> [ACTIVITY] Set down each entry from the block beneath, exactly as written.

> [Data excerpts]
──────────────────────────────
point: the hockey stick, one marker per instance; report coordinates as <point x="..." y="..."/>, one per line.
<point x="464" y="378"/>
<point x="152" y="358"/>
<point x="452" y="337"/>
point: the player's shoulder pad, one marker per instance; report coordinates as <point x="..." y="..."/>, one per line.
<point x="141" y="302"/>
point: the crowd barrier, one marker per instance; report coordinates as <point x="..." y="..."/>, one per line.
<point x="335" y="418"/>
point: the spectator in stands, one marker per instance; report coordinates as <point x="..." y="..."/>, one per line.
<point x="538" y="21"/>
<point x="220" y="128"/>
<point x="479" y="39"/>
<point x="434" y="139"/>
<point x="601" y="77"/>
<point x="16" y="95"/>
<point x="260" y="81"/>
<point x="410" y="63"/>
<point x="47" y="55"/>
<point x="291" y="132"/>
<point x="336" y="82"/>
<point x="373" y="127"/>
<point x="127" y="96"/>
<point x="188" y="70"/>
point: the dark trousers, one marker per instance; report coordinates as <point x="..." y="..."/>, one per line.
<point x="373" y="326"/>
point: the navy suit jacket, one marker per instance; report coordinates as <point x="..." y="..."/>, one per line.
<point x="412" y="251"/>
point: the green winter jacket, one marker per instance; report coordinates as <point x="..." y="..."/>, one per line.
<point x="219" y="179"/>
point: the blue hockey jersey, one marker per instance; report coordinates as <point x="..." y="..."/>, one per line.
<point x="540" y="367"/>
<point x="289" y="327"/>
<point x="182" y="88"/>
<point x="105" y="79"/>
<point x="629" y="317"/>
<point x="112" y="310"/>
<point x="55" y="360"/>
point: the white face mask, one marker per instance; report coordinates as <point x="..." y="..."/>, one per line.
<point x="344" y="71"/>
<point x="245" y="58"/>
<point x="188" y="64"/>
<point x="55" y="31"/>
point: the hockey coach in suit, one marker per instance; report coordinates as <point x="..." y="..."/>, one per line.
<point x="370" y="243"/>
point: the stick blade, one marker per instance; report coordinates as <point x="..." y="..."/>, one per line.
──────────────────────────────
> [EXPECTED ANSWER]
point: the hockey stick, one marker per instance; report coordinates as <point x="..." y="..."/>, one per line.
<point x="464" y="378"/>
<point x="152" y="358"/>
<point x="452" y="337"/>
point: the player's shoulder pad, one marker per instance; report coordinates as <point x="..." y="..."/>, one per line.
<point x="141" y="302"/>
point: the crowd barrier, one marker per instance; report coordinates as <point x="..." y="..."/>, one per line.
<point x="335" y="418"/>
point: the spectator in stands, one marker per instance; report coordinates as <point x="..." y="..."/>, one per line.
<point x="538" y="21"/>
<point x="220" y="128"/>
<point x="479" y="39"/>
<point x="434" y="139"/>
<point x="601" y="77"/>
<point x="16" y="95"/>
<point x="260" y="81"/>
<point x="410" y="63"/>
<point x="47" y="55"/>
<point x="291" y="132"/>
<point x="336" y="82"/>
<point x="373" y="127"/>
<point x="127" y="96"/>
<point x="188" y="70"/>
point: the dark trousers, one marker per instance; report coordinates as <point x="..." y="..."/>, one per line.
<point x="373" y="326"/>
point: the navy suit jacket, one marker per instance; report coordinates as <point x="..." y="..."/>, one per line.
<point x="412" y="251"/>
point: the green winter jacket, one marker per instance; report coordinates as <point x="..." y="..."/>, one per line.
<point x="219" y="179"/>
point: the blue hockey jersey, one marker per instance; report coordinates as <point x="..." y="..."/>, one per line.
<point x="540" y="367"/>
<point x="289" y="327"/>
<point x="182" y="88"/>
<point x="105" y="79"/>
<point x="629" y="317"/>
<point x="112" y="310"/>
<point x="55" y="360"/>
point: the white face mask, one marker per instance; report coordinates as <point x="..." y="..."/>, one per line.
<point x="344" y="71"/>
<point x="245" y="58"/>
<point x="188" y="64"/>
<point x="55" y="31"/>
point: the hockey coach in suit, one marker per instance; report coordinates as <point x="..." y="..."/>, one per line.
<point x="370" y="243"/>
point: the stick blade, one marker per instance; report coordinates as <point x="..." y="..."/>, one per line.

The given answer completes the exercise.